Problem:
Could you list every line of the items below as a numbered list, skipping any blank lines and leaving out the pictures?

Data section:
____
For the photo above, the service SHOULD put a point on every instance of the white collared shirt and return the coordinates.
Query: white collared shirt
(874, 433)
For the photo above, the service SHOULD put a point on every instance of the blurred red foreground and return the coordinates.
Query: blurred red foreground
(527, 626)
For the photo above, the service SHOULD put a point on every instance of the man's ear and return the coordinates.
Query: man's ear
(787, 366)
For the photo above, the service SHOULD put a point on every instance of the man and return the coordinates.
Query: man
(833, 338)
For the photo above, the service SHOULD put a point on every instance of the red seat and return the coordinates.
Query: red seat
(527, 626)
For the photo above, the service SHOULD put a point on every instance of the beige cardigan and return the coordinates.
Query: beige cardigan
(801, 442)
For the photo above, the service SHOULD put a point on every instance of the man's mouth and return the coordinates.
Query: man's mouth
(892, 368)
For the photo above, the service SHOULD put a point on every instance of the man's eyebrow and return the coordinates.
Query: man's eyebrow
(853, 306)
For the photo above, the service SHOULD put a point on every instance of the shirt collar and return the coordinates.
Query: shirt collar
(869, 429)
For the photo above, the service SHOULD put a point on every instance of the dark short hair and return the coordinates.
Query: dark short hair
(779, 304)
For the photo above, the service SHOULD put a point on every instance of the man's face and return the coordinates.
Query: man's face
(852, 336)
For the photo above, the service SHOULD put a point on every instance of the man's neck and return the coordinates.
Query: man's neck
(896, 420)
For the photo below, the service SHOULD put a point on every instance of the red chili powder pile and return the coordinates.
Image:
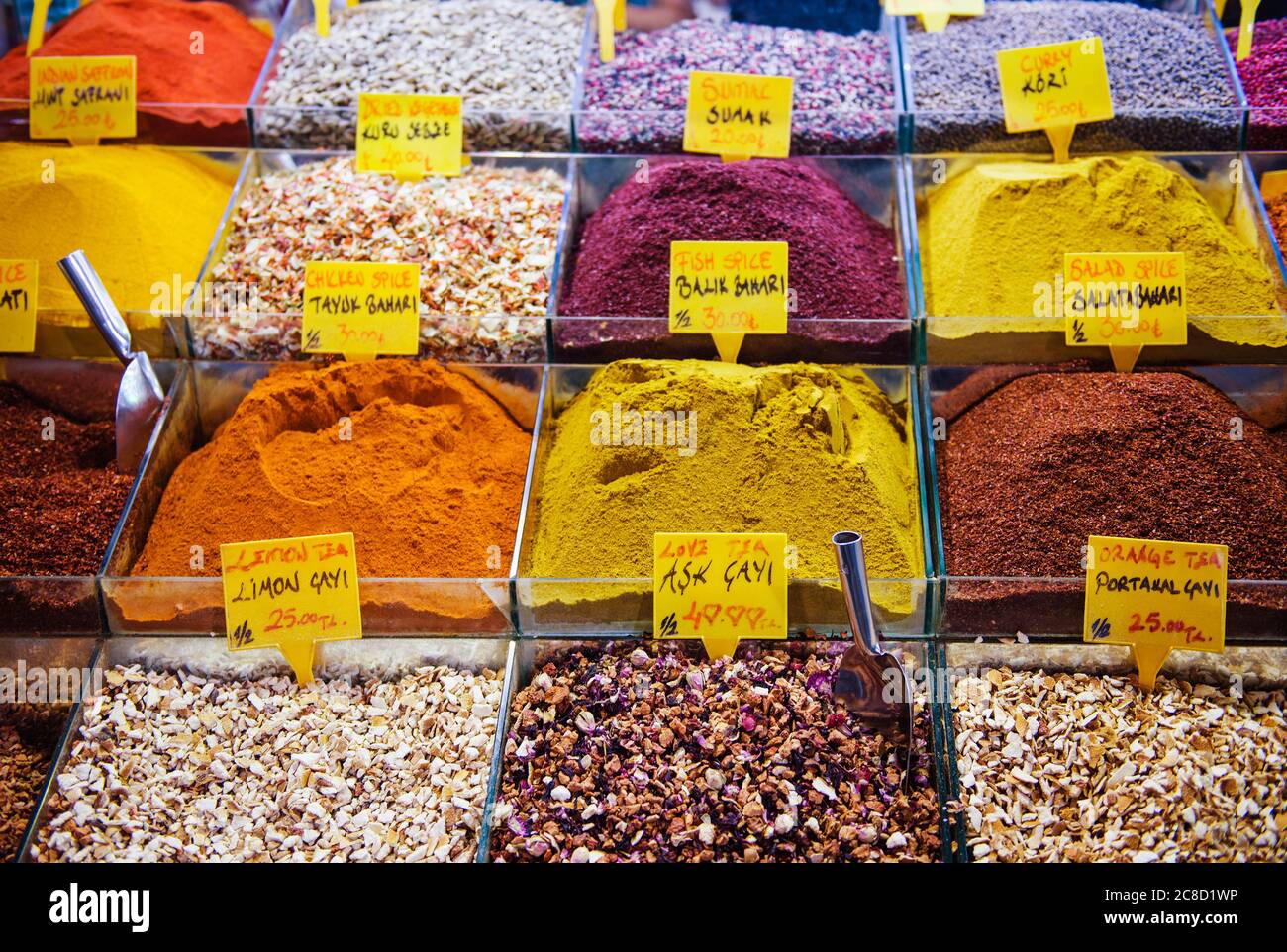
____
The answer:
1. For the photo above, the service SHOULD put a point on every instance of the white collared shirt and return the coordinates.
2. Query: white collared shirt
3. (874, 433)
4. For the photo above, the service SHOULD put a point on every instance of the blurred red foreground and return the coordinates.
5. Query: blurred red foreground
6. (527, 626)
7. For the photo above, the service SHOULD put a point on every instance of the man's ear and return the coordinates.
8. Query: man's ear
9. (787, 366)
10. For the photo above, the service SHOULD put a point on every instance of the man and return the coordinates.
11. Query: man
12. (833, 338)
13. For the photo above, the service SHOULD put a point on every instance of the red seat and return the coordinates.
14. Query: red seat
15. (527, 626)
16. For the photo above, the service SHOULD put a point on every instance of the beige cardigan and return the coordinates.
17. Query: beige cardigan
18. (801, 442)
19. For the photo above, the service SHOULD put a point on every instance of the man's mouth and return the coordinates.
20. Query: man's mouth
21. (892, 368)
22. For the photo above, the service SHOULD put a point on every instance of the man's eyebrow and return the coordinates.
23. Query: man's eyebrow
24. (853, 306)
25. For the photo above, the service SHOULD put a point on every instance of the shirt collar and return the coordinates.
26. Query: shirt collar
27. (869, 429)
28. For the photo above, the service SHOULD put a point on every instance of the dark short hair and return the coordinates.
29. Query: dark short hair
30. (779, 304)
31. For the photo above, the service SHOULD put a point on every instance of the man's face and return the coordinates.
32. Query: man's face
33. (852, 336)
34. For the photo above, the service SHOULD put a point on every instance of the man's neck and return the coordinates.
35. Query: man's neck
36. (896, 420)
37. For the photo below, the service SHOULD put a point on every instance of the red chili powder pile and return the coordinates.
38. Image:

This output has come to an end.